» **REQUIREMENT**: Give every line of the records exactly, please, from the first up to and including the one containing "Locate sandstone rock".

Referring expression grounding data
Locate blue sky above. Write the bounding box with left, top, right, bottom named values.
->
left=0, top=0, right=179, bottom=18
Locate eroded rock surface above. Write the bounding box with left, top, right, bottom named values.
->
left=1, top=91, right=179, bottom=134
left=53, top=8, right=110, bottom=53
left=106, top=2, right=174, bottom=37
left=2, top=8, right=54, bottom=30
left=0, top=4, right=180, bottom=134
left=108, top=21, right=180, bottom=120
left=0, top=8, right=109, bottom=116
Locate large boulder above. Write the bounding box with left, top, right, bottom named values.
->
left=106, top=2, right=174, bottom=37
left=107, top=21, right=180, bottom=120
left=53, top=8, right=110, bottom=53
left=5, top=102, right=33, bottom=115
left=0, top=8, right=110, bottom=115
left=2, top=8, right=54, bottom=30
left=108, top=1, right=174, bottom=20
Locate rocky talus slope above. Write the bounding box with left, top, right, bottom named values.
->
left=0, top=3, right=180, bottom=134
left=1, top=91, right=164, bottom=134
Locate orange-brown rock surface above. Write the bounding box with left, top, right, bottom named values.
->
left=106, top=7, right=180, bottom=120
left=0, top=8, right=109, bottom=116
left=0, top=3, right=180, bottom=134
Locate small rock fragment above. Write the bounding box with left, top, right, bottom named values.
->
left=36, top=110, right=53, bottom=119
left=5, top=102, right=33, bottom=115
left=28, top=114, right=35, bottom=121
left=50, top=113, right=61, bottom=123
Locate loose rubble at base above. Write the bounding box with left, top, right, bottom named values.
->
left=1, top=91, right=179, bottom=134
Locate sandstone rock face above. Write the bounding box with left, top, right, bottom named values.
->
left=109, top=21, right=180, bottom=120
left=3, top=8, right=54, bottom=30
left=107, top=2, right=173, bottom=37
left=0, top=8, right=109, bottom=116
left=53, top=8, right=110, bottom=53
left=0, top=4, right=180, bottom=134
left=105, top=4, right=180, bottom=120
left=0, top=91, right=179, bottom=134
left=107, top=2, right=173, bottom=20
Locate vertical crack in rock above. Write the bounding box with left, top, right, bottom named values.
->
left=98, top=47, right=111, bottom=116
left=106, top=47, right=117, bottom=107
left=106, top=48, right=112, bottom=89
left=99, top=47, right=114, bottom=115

» **TASK SOLUTION**:
Locate blue sky above. Write the bounding box with left, top, right, bottom named values.
->
left=0, top=0, right=179, bottom=18
Locate eroded rock surface above. Write the bounding box with left, top, right, bottom named values.
->
left=1, top=91, right=179, bottom=134
left=53, top=8, right=110, bottom=53
left=106, top=2, right=174, bottom=37
left=2, top=8, right=54, bottom=30
left=0, top=4, right=180, bottom=134
left=108, top=21, right=180, bottom=120
left=0, top=8, right=109, bottom=116
Locate large boulder above. Write the bounding box with left, top, right, bottom named values.
->
left=106, top=2, right=174, bottom=37
left=107, top=21, right=180, bottom=120
left=53, top=8, right=110, bottom=53
left=5, top=102, right=33, bottom=115
left=0, top=8, right=110, bottom=115
left=2, top=8, right=54, bottom=30
left=108, top=1, right=174, bottom=20
Locate rocky talus slope above. Write the bounding box with left, top, right, bottom named values.
->
left=0, top=3, right=180, bottom=134
left=1, top=91, right=164, bottom=134
Locate orange-brown rock surface above. Write the bounding box with left, top, right, bottom named values.
->
left=106, top=7, right=180, bottom=120
left=0, top=8, right=109, bottom=116
left=0, top=3, right=180, bottom=134
Locate small rock fragment above. Write the bounding box with left, top, right, bottom named values.
->
left=36, top=110, right=53, bottom=119
left=5, top=102, right=33, bottom=115
left=28, top=114, right=35, bottom=121
left=50, top=113, right=61, bottom=123
Locate loose rubble at base above. Write the bounding box with left, top, right, bottom named values.
->
left=1, top=91, right=179, bottom=134
Locate sandstone rock face above. Write the bounding box with left, top, right, bottom named values.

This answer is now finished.